Return the listing below exactly, with the pictures dropped.

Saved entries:
** Begin **

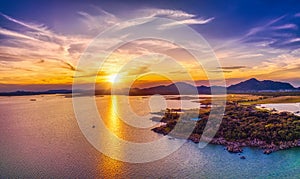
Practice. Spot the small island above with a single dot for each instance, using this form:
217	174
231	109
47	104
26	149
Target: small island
243	125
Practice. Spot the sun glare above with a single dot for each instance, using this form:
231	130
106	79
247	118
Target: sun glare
112	78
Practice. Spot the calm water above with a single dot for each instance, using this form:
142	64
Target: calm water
42	139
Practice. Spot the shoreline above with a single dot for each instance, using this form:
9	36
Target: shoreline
271	139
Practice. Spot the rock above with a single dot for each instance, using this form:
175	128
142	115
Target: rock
234	148
195	138
242	157
267	151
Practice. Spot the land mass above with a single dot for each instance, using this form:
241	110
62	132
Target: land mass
242	126
251	86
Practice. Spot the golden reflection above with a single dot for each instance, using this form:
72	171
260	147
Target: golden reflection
113	122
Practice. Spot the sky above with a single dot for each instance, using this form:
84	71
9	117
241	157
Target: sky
42	42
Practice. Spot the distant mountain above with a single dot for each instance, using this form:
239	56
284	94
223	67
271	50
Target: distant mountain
256	85
172	89
24	93
249	86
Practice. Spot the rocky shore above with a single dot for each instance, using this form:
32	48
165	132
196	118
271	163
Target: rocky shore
242	126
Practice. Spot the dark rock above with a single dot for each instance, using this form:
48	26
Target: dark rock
242	157
234	148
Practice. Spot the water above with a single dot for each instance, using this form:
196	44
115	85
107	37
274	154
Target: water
42	139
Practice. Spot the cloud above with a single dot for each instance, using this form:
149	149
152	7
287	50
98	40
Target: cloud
220	71
232	67
173	14
297	14
286	26
138	70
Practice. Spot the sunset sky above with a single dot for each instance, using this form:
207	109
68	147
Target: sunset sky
41	42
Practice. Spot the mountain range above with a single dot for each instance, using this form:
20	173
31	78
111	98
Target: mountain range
249	86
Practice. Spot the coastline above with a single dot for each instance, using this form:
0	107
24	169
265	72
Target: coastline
271	138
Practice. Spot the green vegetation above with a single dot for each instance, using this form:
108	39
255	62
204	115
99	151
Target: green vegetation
242	125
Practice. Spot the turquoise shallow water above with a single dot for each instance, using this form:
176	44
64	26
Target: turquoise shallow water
42	139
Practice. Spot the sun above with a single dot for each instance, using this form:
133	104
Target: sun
112	78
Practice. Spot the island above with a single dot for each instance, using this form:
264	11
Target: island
244	124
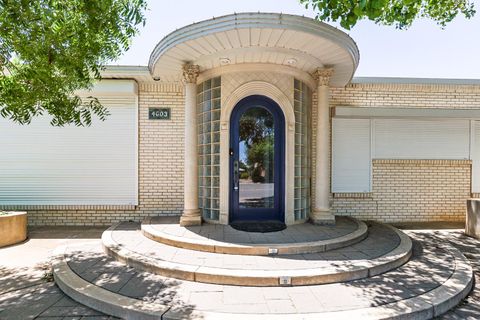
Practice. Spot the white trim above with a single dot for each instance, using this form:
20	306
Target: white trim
472	139
166	63
112	88
372	153
407	113
137	150
274	93
382	80
259	67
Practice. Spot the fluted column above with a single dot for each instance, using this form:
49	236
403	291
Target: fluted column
191	214
321	213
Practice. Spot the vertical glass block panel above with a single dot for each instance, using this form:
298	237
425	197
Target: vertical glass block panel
302	109
208	114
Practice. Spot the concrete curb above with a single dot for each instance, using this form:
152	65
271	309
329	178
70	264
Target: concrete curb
98	298
259	278
358	235
425	306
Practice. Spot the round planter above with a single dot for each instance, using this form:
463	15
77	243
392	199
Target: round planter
13	228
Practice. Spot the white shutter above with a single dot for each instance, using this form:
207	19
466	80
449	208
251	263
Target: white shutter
421	139
351	158
96	165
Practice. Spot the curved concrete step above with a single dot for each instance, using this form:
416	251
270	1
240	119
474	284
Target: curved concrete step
384	249
297	239
437	278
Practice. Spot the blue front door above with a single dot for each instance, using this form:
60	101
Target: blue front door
257	155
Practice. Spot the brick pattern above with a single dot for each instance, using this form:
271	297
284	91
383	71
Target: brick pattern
160	168
230	82
407	96
402	191
412	190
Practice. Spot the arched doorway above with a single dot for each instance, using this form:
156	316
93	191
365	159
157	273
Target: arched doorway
257	160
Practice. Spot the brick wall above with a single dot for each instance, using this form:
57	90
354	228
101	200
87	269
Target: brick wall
160	168
402	191
411	190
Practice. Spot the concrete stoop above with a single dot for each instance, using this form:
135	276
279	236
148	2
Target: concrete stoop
432	279
384	249
297	239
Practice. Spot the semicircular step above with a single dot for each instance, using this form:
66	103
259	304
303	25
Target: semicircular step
296	239
436	279
384	249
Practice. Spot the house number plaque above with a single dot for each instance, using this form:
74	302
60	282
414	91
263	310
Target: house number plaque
159	113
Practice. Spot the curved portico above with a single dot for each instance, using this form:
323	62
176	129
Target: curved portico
282	57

** End **

= Exercise solution =
Practice. Spot the small island above with a single dot for each instance, using this form:
217	174
231	109
47	104
26	149
Target: small island
243	125
Practice. Spot the sun glare above with a single dot for each instance, using this form:
231	130
106	79
247	118
Target: sun glare
112	78
Practice. Spot the calm water above with a single dot for each instance, using this form:
142	64
Target: calm water
42	139
Practice. Spot the shoreline above with a single dot for each instance, using this form:
9	36
Target: shoreline
271	139
Practice. Spot the rock above with a single dot for each instance, using this form:
175	128
142	115
Target: rock
234	148
195	138
242	157
267	151
Practice. Spot the land mass above with a single dot for each instance, using this form:
241	110
62	132
Target: land mass
242	126
251	86
Practice. Spot the golden reflection above with a single dot for each instance, using this form:
72	171
260	147
Target: golden reflection
113	122
Practice. Spot the sky above with a single dot for each instance, using this form:
84	71
9	117
241	157
Target: sky
42	42
Practice. Spot the distant mountain above with a single dot for each instance, using this form:
239	56
284	94
223	67
271	50
Target: distant mountain
256	85
172	89
24	93
249	86
Practice. Spot the rocky shore above with a single dot for each instance, using this form:
32	48
165	132
196	118
271	163
Target: rocky shore
242	126
Practice. Spot the dark rock above with a single dot for each instance, using this form:
48	26
Target: dark rock
242	157
234	148
Practice. Spot the water above with a single dot for each instance, using this form:
196	44
115	85
107	37
274	154
Target: water
42	139
Practice. Spot the cloud above with a single dot for each instance, using this form:
149	149
152	7
287	50
98	40
Target: cloud
220	71
232	67
173	14
297	14
286	26
138	70
Practice. Spot the sunset sky above with a single dot for each instance, using this form:
207	109
68	147
Target: sunset sky
41	42
Practice. Spot the mountain range above with a single dot for each instance, using this form:
20	173
31	78
111	98
Target: mountain range
249	86
Practice. Spot the coastline above with a single dot for each instance, using this form:
0	107
24	169
265	72
Target: coastline
271	138
Practice. Spot the green vegetation above with a single dot for each instance, using this form:
108	39
255	62
204	115
99	151
Target: green vegetation
242	125
Practice. Spot the turquoise shallow water above with a single dot for each instance, using this form:
176	44
64	26
Target: turquoise shallow water
42	139
Practice. Spot the sun above with a single dot for each instance, using this form:
133	104
Target: sun
112	78
Practice. Spot the island above with a single dot for each instance, using this form:
264	11
Target: island
244	124
Practice. Spot the white trim above with a single dot for each instance, using this form:
20	306
Target: white trim
472	139
166	63
112	88
372	153
407	113
137	150
274	93
382	80
259	67
Practice. Spot the fluted column above with a single dot for each instance, using this form:
49	236
403	291
Target: fluted column
191	214
321	213
Practice. Spot the vertical glass block panel above with a single dot for each instance, using this form:
298	237
425	197
Target: vertical glass block panel
302	109
208	114
Practice. Spot the concrete curb above with a single dot for each instance, using this form:
152	65
271	309
329	178
70	264
Target: concrete curb
98	298
259	278
358	235
425	306
Practice. Spot the round planter above with a single dot for each instance, using this form:
463	15
77	243
392	199
Target: round planter
13	228
Practice. Spot the white shutter above with a single dot for each instance, using this form:
207	19
466	80
449	208
251	263
Target: white shutter
421	139
351	158
96	165
Practice. Spot the curved concrete step above with a single dot for each instance, using this form:
416	251
270	1
240	119
474	284
Target: curved concrete step
384	249
297	239
437	278
Practice. Spot the blue front door above with a single dot for each instance, using this form:
60	101
Target: blue front door
257	155
Practice. Spot the brick pattern above with a single dot for each instance, using this form:
271	297
284	91
383	71
Target: brick pattern
160	168
230	82
407	96
402	191
412	190
Practice. Spot the arched doorway above with a single dot for each instance, using this form:
156	316
93	191
365	159
157	273
Target: arched doorway
257	160
Practice. Spot the brick wall above with a single dot for each instance, using this form:
57	90
354	228
101	200
87	269
Target: brick wall
160	168
402	191
411	190
Practice. Spot the concrete stoop above with a single dot for each instance, using this form:
135	276
279	236
148	2
Target: concrete stoop
432	279
384	249
297	239
Practice. Spot the semicircular step above with a single dot for each instance, using this form:
66	103
259	304
303	25
Target: semicircular step
296	239
436	279
384	249
Practice. Spot the house number plaque above with a single dot for each instance, using this form:
74	302
60	282
414	91
263	310
Target: house number plaque
159	113
Practice. Spot the curved portico above with a single dot for each instance, using this form:
323	62
176	129
Target: curved portico
282	57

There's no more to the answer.